*** Opening of RECORD EXCERPTS ***

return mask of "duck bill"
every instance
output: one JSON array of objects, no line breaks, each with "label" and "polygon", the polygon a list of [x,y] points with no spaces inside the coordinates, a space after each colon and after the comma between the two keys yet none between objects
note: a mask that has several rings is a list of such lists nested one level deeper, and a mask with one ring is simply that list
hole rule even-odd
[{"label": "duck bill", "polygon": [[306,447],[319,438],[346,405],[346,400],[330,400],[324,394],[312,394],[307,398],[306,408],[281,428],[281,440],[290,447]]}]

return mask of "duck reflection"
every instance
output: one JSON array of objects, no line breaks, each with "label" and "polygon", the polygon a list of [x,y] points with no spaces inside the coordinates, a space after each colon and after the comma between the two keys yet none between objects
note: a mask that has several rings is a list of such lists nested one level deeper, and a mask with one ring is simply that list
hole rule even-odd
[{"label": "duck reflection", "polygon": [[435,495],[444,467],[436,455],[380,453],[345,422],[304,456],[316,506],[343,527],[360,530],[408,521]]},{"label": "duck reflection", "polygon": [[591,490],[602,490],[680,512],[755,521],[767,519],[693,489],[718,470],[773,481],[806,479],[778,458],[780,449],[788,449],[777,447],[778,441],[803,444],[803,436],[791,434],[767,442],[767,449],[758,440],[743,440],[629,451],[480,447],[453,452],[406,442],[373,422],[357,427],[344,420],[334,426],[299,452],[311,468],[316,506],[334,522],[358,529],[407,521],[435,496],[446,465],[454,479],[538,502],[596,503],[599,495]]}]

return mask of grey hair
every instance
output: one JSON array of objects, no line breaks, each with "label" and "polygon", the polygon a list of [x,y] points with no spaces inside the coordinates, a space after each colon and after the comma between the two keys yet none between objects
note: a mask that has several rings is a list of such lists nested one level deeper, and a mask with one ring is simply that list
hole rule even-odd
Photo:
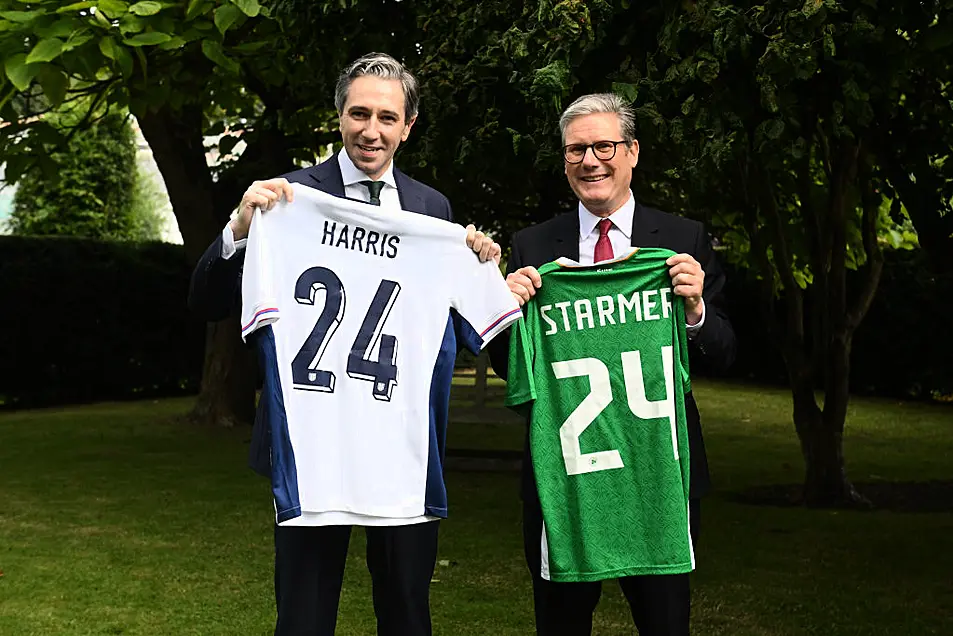
[{"label": "grey hair", "polygon": [[619,128],[622,129],[622,139],[631,144],[635,140],[635,111],[614,93],[593,93],[583,95],[563,111],[559,117],[559,133],[563,143],[566,142],[566,127],[569,122],[596,113],[614,113],[619,116]]},{"label": "grey hair", "polygon": [[334,89],[334,107],[337,108],[338,115],[344,112],[344,102],[347,101],[351,82],[364,75],[400,80],[404,89],[404,118],[410,121],[417,116],[417,104],[420,101],[417,94],[417,78],[411,75],[403,64],[386,53],[362,55],[341,72],[337,87]]}]

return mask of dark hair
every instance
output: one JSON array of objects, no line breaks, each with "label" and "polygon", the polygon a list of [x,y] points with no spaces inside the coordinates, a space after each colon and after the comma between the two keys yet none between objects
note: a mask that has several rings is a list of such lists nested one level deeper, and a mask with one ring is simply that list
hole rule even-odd
[{"label": "dark hair", "polygon": [[417,104],[420,101],[417,94],[417,78],[411,75],[403,64],[386,53],[362,55],[341,72],[337,88],[334,91],[334,107],[337,108],[339,115],[344,111],[344,102],[347,101],[347,92],[351,88],[351,82],[364,75],[400,80],[404,89],[404,119],[410,121],[417,116]]}]

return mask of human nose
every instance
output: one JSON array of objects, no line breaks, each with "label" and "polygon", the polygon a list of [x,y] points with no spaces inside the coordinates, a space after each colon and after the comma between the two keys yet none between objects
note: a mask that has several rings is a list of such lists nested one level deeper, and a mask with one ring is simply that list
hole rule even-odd
[{"label": "human nose", "polygon": [[582,155],[582,165],[587,168],[598,168],[602,162],[596,157],[596,150],[592,146],[586,146],[586,151]]},{"label": "human nose", "polygon": [[364,126],[364,130],[361,131],[361,134],[370,140],[380,137],[380,122],[377,117],[371,115],[367,118],[367,123]]}]

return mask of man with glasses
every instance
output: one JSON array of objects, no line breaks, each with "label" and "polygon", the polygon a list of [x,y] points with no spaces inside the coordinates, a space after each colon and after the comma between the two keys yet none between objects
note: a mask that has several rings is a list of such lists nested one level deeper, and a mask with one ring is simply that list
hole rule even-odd
[{"label": "man with glasses", "polygon": [[[613,259],[633,247],[662,247],[676,253],[666,262],[674,293],[685,302],[686,331],[695,356],[708,366],[727,367],[735,336],[723,310],[725,277],[701,223],[638,203],[630,190],[639,160],[635,115],[611,94],[585,95],[559,120],[566,177],[577,209],[525,228],[513,236],[507,283],[520,304],[543,281],[536,267],[566,257],[583,265]],[[494,370],[507,376],[509,334],[490,344]],[[699,529],[699,497],[710,488],[698,408],[691,393],[685,410],[690,448],[689,522],[692,543]],[[523,540],[533,579],[536,629],[541,635],[588,635],[601,583],[557,583],[541,574],[543,515],[527,435],[523,460]],[[619,579],[641,636],[689,632],[688,574]]]},{"label": "man with glasses", "polygon": [[[207,320],[228,317],[239,303],[252,216],[256,208],[267,213],[283,198],[292,201],[291,183],[380,206],[389,214],[413,213],[452,221],[450,203],[443,194],[408,177],[394,165],[394,153],[407,140],[417,120],[419,102],[417,80],[403,64],[382,53],[362,56],[344,69],[334,102],[340,116],[343,150],[321,164],[282,178],[252,183],[234,218],[196,266],[189,304]],[[499,245],[473,226],[467,230],[467,241],[479,259],[492,258],[498,263]],[[353,241],[360,245],[357,236],[355,231]],[[370,238],[367,245],[370,251]],[[343,311],[343,304],[341,309]],[[440,346],[441,359],[450,360],[451,364],[457,352],[456,322],[448,317]],[[432,371],[427,373],[429,378]],[[442,394],[437,391],[434,395]],[[446,413],[446,406],[433,408],[429,422],[434,427],[431,429],[433,439],[438,439],[442,430],[437,428],[436,422],[442,421],[440,409]],[[427,422],[424,412],[422,425],[427,427]],[[329,433],[329,440],[334,442],[337,438]],[[336,448],[333,443],[330,447]],[[400,465],[413,465],[417,458],[408,459],[408,452],[395,451],[395,461],[403,462]],[[252,432],[249,463],[256,472],[272,478],[272,457],[272,431],[259,413]],[[424,461],[427,461],[426,455]],[[426,487],[439,491],[442,488],[439,463],[431,462],[427,467],[432,472],[427,473]],[[349,479],[353,481],[354,477]],[[367,537],[367,566],[371,573],[377,633],[428,636],[432,633],[429,592],[440,516],[428,513],[429,509],[421,509],[422,514],[415,517],[369,516],[352,512],[349,503],[343,501],[340,510],[331,511],[320,520],[275,525],[278,611],[275,634],[329,636],[334,633],[351,527],[356,525],[365,527]],[[445,512],[440,514],[446,516]]]}]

*** Close of RECORD EXCERPTS ***

• PROBLEM DESCRIPTION
Leaving out the pictures, repeat all the entries exactly as they stand.

• ANSWER SPACE
return mask of "duck bill"
every instance
output: one JSON array of objects, no line breaks, each with "label" and "polygon", the polygon a list of [x,y] points with no spaces inside the coordinates, a space after each colon and after the comma between the two keys yet none between objects
note: a mask that has several rings is a list of such lists nested one level deeper, and a mask with one ring is simply that list
hole rule even-odd
[{"label": "duck bill", "polygon": [[306,447],[319,438],[346,405],[346,400],[330,400],[324,394],[312,394],[307,398],[306,408],[281,428],[281,440],[290,447]]}]

return mask of "duck reflection"
every instance
output: one JSON array of objects, no line breaks, each with "label" and "polygon", the polygon a list of [x,y] points with no spaces inside the coordinates, a space after each colon and after the comma between the two keys yet none between objects
note: a mask that has several rings is a list of such lists nested one level deeper, and a mask with one ring is simply that list
hole rule even-odd
[{"label": "duck reflection", "polygon": [[435,495],[444,467],[436,455],[380,453],[345,422],[304,456],[316,506],[343,527],[360,530],[408,521]]},{"label": "duck reflection", "polygon": [[591,490],[602,490],[680,512],[755,521],[767,519],[693,489],[718,470],[773,481],[806,479],[778,458],[780,449],[788,449],[777,447],[778,441],[803,444],[803,436],[791,434],[767,442],[767,449],[758,440],[743,440],[629,451],[480,447],[453,452],[406,442],[373,422],[357,427],[344,420],[334,426],[299,452],[311,468],[316,506],[334,522],[358,529],[407,521],[435,496],[446,465],[454,479],[538,502],[596,503],[599,495]]}]

return mask of grey hair
every instance
output: one JSON array of objects, no line breaks, each with "label" and "polygon", the polygon a list of [x,y] points with no spaces inside the coordinates, a space after each colon and after the comma between the two keys yet none between objects
note: a mask that has several rings is a list of such lists nested one level deeper, and a mask with one ring is simply that list
hole rule even-odd
Photo:
[{"label": "grey hair", "polygon": [[619,128],[622,129],[622,139],[631,144],[635,140],[635,111],[614,93],[593,93],[583,95],[563,111],[559,117],[559,133],[563,143],[566,142],[566,127],[569,122],[596,113],[614,113],[619,116]]},{"label": "grey hair", "polygon": [[334,89],[334,107],[337,108],[338,115],[344,112],[344,102],[347,101],[351,82],[364,75],[400,80],[404,89],[404,118],[410,121],[417,116],[417,104],[420,101],[417,94],[417,78],[411,75],[403,64],[386,53],[362,55],[341,72],[337,87]]}]

return mask of dark hair
every instance
output: one JSON array of objects, no line breaks, each with "label" and "polygon", the polygon a list of [x,y] points with no spaces inside the coordinates, a space after each colon and after the comma between the two keys yet none between objects
note: a mask that has several rings is a list of such lists nested one level deeper, and a mask with one ring is simply that list
hole rule even-odd
[{"label": "dark hair", "polygon": [[417,104],[420,101],[417,94],[417,78],[411,75],[403,64],[386,53],[362,55],[341,72],[337,88],[334,91],[334,107],[337,108],[339,115],[344,111],[344,102],[347,101],[347,92],[351,88],[351,82],[364,75],[400,80],[404,89],[404,119],[410,121],[417,116]]}]

return mask of human nose
every instance
output: one JSON array of objects, no line breaks, each with "label" and "polygon", the polygon a list of [x,y] points with no spaces inside the coordinates, a space after each colon and after the comma between the two keys yet none between objects
note: a mask that has several rings is a list of such lists nested one level deeper, and a mask with one ring is simply that list
hole rule even-odd
[{"label": "human nose", "polygon": [[582,155],[582,165],[587,168],[598,168],[602,162],[596,157],[596,150],[592,146],[586,146],[586,151]]},{"label": "human nose", "polygon": [[364,126],[364,130],[361,131],[361,134],[370,140],[380,137],[380,122],[377,117],[371,115],[367,118],[367,123]]}]

return mask of man with glasses
every instance
output: one JSON array of objects, no line breaks, each with "label" and "polygon", the polygon a list of [x,y] points with no spaces inside the coordinates, a space after each colon and after the comma between the two keys yet none between objects
note: a mask that has several rings is a list of such lists nested one level deeper, and a mask with one ring is simply that list
hole rule even-odd
[{"label": "man with glasses", "polygon": [[[613,259],[633,247],[662,247],[676,253],[666,262],[674,293],[685,302],[686,331],[695,356],[708,366],[727,367],[735,336],[723,310],[725,277],[701,223],[638,203],[630,190],[639,160],[635,115],[611,94],[585,95],[559,120],[566,177],[577,209],[525,228],[513,236],[507,283],[520,304],[543,281],[536,267],[566,257],[583,265]],[[494,370],[507,376],[509,334],[490,344]],[[699,529],[699,497],[710,488],[698,408],[691,393],[685,410],[690,448],[689,522],[692,543]],[[523,540],[533,579],[536,629],[541,635],[588,635],[601,583],[557,583],[541,574],[543,515],[527,435],[523,460]],[[619,579],[641,636],[689,632],[688,574]]]},{"label": "man with glasses", "polygon": [[[207,320],[228,317],[239,303],[252,216],[256,208],[267,213],[283,198],[292,201],[291,183],[380,206],[389,214],[413,213],[452,221],[450,203],[443,194],[408,177],[394,165],[394,153],[407,140],[417,120],[419,102],[417,80],[403,64],[382,53],[362,56],[344,69],[334,102],[340,116],[343,150],[321,164],[282,178],[252,183],[234,218],[196,266],[189,304]],[[499,245],[473,226],[467,230],[467,241],[479,259],[492,258],[498,263]],[[353,241],[360,245],[357,236],[355,231]],[[370,238],[367,245],[370,251]],[[343,311],[343,304],[341,309]],[[440,346],[441,359],[450,360],[451,364],[457,352],[456,322],[448,317]],[[432,371],[427,373],[429,378]],[[442,394],[437,391],[434,395]],[[446,413],[446,406],[433,408],[429,422],[434,427],[431,429],[433,439],[438,439],[442,430],[437,428],[436,422],[442,421],[440,409]],[[427,422],[424,412],[422,425],[427,427]],[[329,433],[329,440],[334,442],[337,438]],[[336,448],[333,443],[330,447]],[[400,465],[413,465],[417,458],[408,459],[408,452],[395,451],[395,461],[403,462]],[[252,432],[249,463],[256,472],[272,478],[272,457],[272,431],[259,413]],[[424,461],[427,461],[426,455]],[[426,487],[439,491],[442,488],[439,463],[431,462],[427,467],[432,472],[427,473]],[[349,479],[353,481],[354,477]],[[367,537],[367,566],[371,573],[377,633],[428,636],[432,633],[429,592],[440,516],[428,513],[429,509],[421,509],[422,514],[415,517],[369,516],[352,512],[349,503],[343,501],[340,510],[331,511],[320,520],[275,525],[278,611],[275,634],[329,636],[334,633],[351,527],[356,525],[365,527]],[[445,512],[440,514],[446,516]]]}]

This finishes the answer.